## Activity
Continue the biography of Kayla Hassett below, picking up right after its final sentence.

## Source text
========================
Kayla Hassett

Prose Reader + Publicity Liaison

Kayla Hassett is a writer and recent graduate of Skidmore College, where she received her B.A. in English with a concentration in Poetry Writing and a minor in Art History. Her senior poetry capstone, You Sound Just Like Your Mother!, received departmental honors and earned her the Frances Steloff Poetry Prize in 2025. Exploring themes of memory, lineage, and budding selfhood, her first manuscript considers the ways language itself acts as form, favoring lush imagery and meditative lines. Her poetic voice has been described by Academy of American Poets prize-winner Matthew Gellman as “remarkably vivid and lucid as she gazes out at the world… so that we may come away enlivened, reminded of the power of intimacy.”

During her undergraduate years, Kayla studied closely with poet April Bernard, whom she credits with shaping her rigor and discipline as a writer. In 2025, she was a resident at the New York State Summer Writers Institute, working with Rosanna Warren, Campbell McGrath, and Henri Cole.
She first encountered a passion for modernism with Through the Looking Glass: A Reflection in high school, later deepening her engagement while studying in Bath, UK, where she thoroughly explored Virginia Woolf’s discography. In her final year at Skidmore, she was introduced to James Joyce’s Ulysses and fell in love with Molly Bloom’s “Penelope” episode. Her essay “‘Coming Events Cast Their Shadows Before’: Tarot, Theosophy, and the ‘Memory of the Earth’ in James Joyce’s Ulysses,” examines esotericism and the clairvoyant feminine power in the novel, and was awarded Distinguished Essay at the 300 Level in 2025.
========================
## Extracted entries
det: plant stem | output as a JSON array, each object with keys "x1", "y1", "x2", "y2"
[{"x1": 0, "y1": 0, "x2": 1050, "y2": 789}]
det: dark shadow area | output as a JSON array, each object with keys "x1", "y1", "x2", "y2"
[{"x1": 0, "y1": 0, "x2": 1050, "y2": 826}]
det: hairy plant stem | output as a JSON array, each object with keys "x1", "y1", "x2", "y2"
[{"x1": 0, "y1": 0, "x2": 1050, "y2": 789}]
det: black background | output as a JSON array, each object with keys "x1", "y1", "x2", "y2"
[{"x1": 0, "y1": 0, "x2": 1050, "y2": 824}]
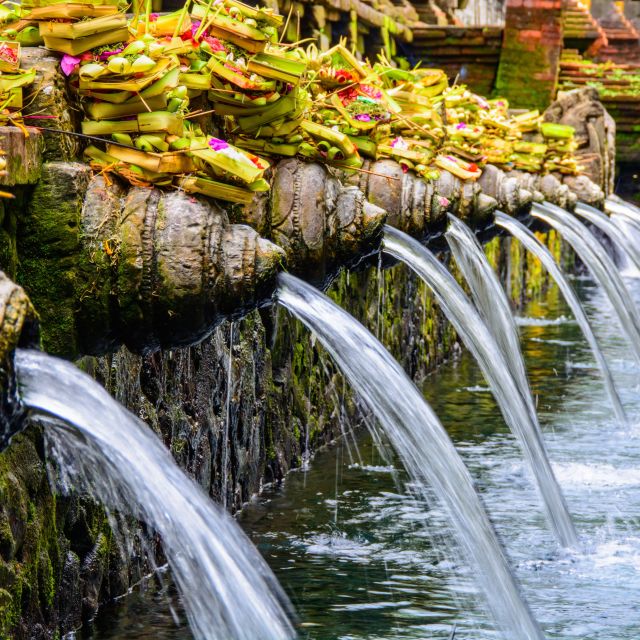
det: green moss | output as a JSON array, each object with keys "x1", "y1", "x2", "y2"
[{"x1": 494, "y1": 29, "x2": 559, "y2": 110}]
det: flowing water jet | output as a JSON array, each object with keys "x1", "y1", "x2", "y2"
[
  {"x1": 575, "y1": 202, "x2": 640, "y2": 269},
  {"x1": 277, "y1": 274, "x2": 543, "y2": 640},
  {"x1": 495, "y1": 211, "x2": 627, "y2": 424},
  {"x1": 15, "y1": 350, "x2": 295, "y2": 640},
  {"x1": 383, "y1": 227, "x2": 577, "y2": 547},
  {"x1": 445, "y1": 216, "x2": 578, "y2": 547},
  {"x1": 531, "y1": 203, "x2": 640, "y2": 362}
]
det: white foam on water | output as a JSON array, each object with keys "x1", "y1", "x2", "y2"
[
  {"x1": 515, "y1": 316, "x2": 575, "y2": 327},
  {"x1": 553, "y1": 462, "x2": 640, "y2": 489}
]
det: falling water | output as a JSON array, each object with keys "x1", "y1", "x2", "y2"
[
  {"x1": 604, "y1": 194, "x2": 640, "y2": 218},
  {"x1": 605, "y1": 196, "x2": 640, "y2": 278},
  {"x1": 445, "y1": 215, "x2": 540, "y2": 418},
  {"x1": 495, "y1": 211, "x2": 627, "y2": 424},
  {"x1": 221, "y1": 322, "x2": 233, "y2": 509},
  {"x1": 531, "y1": 203, "x2": 640, "y2": 362},
  {"x1": 16, "y1": 351, "x2": 295, "y2": 640},
  {"x1": 575, "y1": 202, "x2": 640, "y2": 269},
  {"x1": 277, "y1": 274, "x2": 542, "y2": 640},
  {"x1": 384, "y1": 226, "x2": 577, "y2": 547}
]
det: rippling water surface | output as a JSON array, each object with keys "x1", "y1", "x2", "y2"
[{"x1": 88, "y1": 272, "x2": 640, "y2": 640}]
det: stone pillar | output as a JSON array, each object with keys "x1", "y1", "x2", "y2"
[{"x1": 496, "y1": 0, "x2": 562, "y2": 110}]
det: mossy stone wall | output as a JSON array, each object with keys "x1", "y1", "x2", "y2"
[{"x1": 0, "y1": 229, "x2": 566, "y2": 640}]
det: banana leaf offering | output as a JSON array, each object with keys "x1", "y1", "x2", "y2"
[
  {"x1": 0, "y1": 53, "x2": 36, "y2": 125},
  {"x1": 511, "y1": 140, "x2": 547, "y2": 173},
  {"x1": 540, "y1": 122, "x2": 580, "y2": 175}
]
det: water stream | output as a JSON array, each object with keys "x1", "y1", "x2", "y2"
[
  {"x1": 495, "y1": 211, "x2": 627, "y2": 424},
  {"x1": 445, "y1": 216, "x2": 578, "y2": 547},
  {"x1": 239, "y1": 268, "x2": 640, "y2": 640},
  {"x1": 383, "y1": 227, "x2": 577, "y2": 546},
  {"x1": 16, "y1": 351, "x2": 295, "y2": 640},
  {"x1": 575, "y1": 202, "x2": 640, "y2": 269},
  {"x1": 278, "y1": 274, "x2": 542, "y2": 640},
  {"x1": 531, "y1": 203, "x2": 640, "y2": 363}
]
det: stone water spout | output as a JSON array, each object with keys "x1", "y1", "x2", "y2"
[
  {"x1": 342, "y1": 160, "x2": 498, "y2": 238},
  {"x1": 231, "y1": 159, "x2": 387, "y2": 284},
  {"x1": 17, "y1": 171, "x2": 285, "y2": 358},
  {"x1": 0, "y1": 271, "x2": 38, "y2": 451},
  {"x1": 76, "y1": 176, "x2": 285, "y2": 354}
]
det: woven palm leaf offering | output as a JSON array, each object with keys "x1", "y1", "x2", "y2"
[
  {"x1": 0, "y1": 1, "x2": 42, "y2": 47},
  {"x1": 0, "y1": 41, "x2": 36, "y2": 127},
  {"x1": 34, "y1": 0, "x2": 269, "y2": 203},
  {"x1": 374, "y1": 62, "x2": 448, "y2": 178},
  {"x1": 540, "y1": 122, "x2": 580, "y2": 176}
]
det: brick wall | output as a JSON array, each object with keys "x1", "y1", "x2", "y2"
[{"x1": 496, "y1": 0, "x2": 562, "y2": 109}]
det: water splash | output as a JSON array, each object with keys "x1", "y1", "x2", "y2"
[
  {"x1": 575, "y1": 202, "x2": 640, "y2": 276},
  {"x1": 15, "y1": 350, "x2": 295, "y2": 640},
  {"x1": 277, "y1": 274, "x2": 542, "y2": 640},
  {"x1": 495, "y1": 211, "x2": 627, "y2": 424},
  {"x1": 531, "y1": 203, "x2": 640, "y2": 362},
  {"x1": 383, "y1": 222, "x2": 577, "y2": 547}
]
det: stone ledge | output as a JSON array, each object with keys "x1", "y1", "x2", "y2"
[{"x1": 0, "y1": 127, "x2": 44, "y2": 187}]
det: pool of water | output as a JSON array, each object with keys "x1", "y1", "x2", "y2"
[{"x1": 89, "y1": 272, "x2": 640, "y2": 640}]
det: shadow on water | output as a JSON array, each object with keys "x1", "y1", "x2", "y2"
[{"x1": 91, "y1": 248, "x2": 640, "y2": 640}]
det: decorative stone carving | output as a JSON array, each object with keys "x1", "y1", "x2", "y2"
[{"x1": 544, "y1": 87, "x2": 616, "y2": 197}]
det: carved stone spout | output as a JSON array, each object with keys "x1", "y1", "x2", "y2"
[
  {"x1": 478, "y1": 165, "x2": 534, "y2": 215},
  {"x1": 343, "y1": 160, "x2": 498, "y2": 238},
  {"x1": 0, "y1": 271, "x2": 38, "y2": 451},
  {"x1": 510, "y1": 171, "x2": 578, "y2": 211},
  {"x1": 233, "y1": 159, "x2": 386, "y2": 283},
  {"x1": 76, "y1": 176, "x2": 284, "y2": 353}
]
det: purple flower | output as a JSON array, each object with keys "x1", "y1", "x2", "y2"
[
  {"x1": 209, "y1": 138, "x2": 229, "y2": 151},
  {"x1": 60, "y1": 53, "x2": 81, "y2": 76}
]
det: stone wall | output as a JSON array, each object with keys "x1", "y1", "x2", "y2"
[{"x1": 496, "y1": 0, "x2": 562, "y2": 110}]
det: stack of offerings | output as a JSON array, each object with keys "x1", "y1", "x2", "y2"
[
  {"x1": 0, "y1": 41, "x2": 36, "y2": 127},
  {"x1": 478, "y1": 98, "x2": 540, "y2": 170},
  {"x1": 374, "y1": 59, "x2": 448, "y2": 179},
  {"x1": 207, "y1": 34, "x2": 362, "y2": 167},
  {"x1": 36, "y1": 0, "x2": 129, "y2": 56},
  {"x1": 0, "y1": 2, "x2": 42, "y2": 47},
  {"x1": 435, "y1": 85, "x2": 490, "y2": 180},
  {"x1": 42, "y1": 0, "x2": 276, "y2": 203},
  {"x1": 540, "y1": 122, "x2": 580, "y2": 175},
  {"x1": 193, "y1": 0, "x2": 320, "y2": 165}
]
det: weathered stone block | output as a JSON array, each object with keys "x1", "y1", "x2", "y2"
[
  {"x1": 21, "y1": 47, "x2": 80, "y2": 161},
  {"x1": 0, "y1": 127, "x2": 44, "y2": 187}
]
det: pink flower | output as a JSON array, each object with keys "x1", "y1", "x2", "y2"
[
  {"x1": 209, "y1": 138, "x2": 229, "y2": 151},
  {"x1": 60, "y1": 53, "x2": 81, "y2": 76}
]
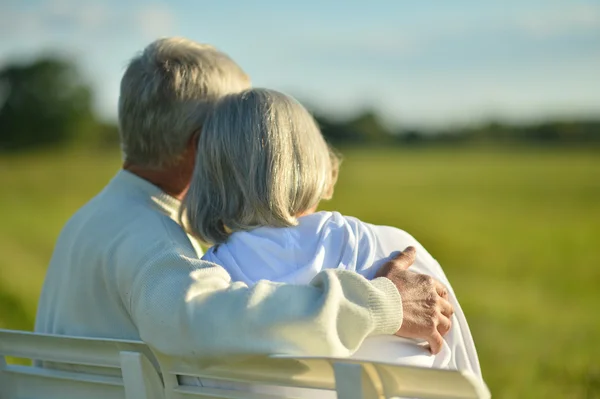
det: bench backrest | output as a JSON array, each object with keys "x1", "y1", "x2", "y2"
[
  {"x1": 0, "y1": 330, "x2": 164, "y2": 399},
  {"x1": 0, "y1": 330, "x2": 490, "y2": 399}
]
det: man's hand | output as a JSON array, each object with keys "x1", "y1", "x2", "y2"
[{"x1": 375, "y1": 247, "x2": 454, "y2": 354}]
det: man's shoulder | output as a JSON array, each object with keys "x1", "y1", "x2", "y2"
[{"x1": 57, "y1": 184, "x2": 194, "y2": 262}]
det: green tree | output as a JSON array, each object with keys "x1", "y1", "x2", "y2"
[{"x1": 0, "y1": 58, "x2": 96, "y2": 151}]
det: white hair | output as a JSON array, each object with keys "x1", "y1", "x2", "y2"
[
  {"x1": 119, "y1": 38, "x2": 250, "y2": 168},
  {"x1": 181, "y1": 89, "x2": 338, "y2": 244}
]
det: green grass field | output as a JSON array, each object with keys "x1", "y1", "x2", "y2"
[{"x1": 0, "y1": 149, "x2": 600, "y2": 398}]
========================
## Answer area
Her inspirations include Louise Glück, Gertrude Stein, Etel Adnan, Sylvia Plath, and John Ashbery, though she considers The Waves by Virginia Woolf the ur-text of her life. More of her favorites are Orlando, Anne Carson’s Plainwater, Of Cities and Women by Etel Adnan, Olga Tokarczuk’s Drive Your Plow Over the Bones of the Dead, and Tropic of Cancer by Henry Miller. Above all, she believes in writing with both devotion and defiance: swooning over language’s brilliance while also breaking its rules with reckless care—all the while caring too much to stop. She is currently based in Long Island, NY, where she continues to forge her path in literature, poetry, and the arts.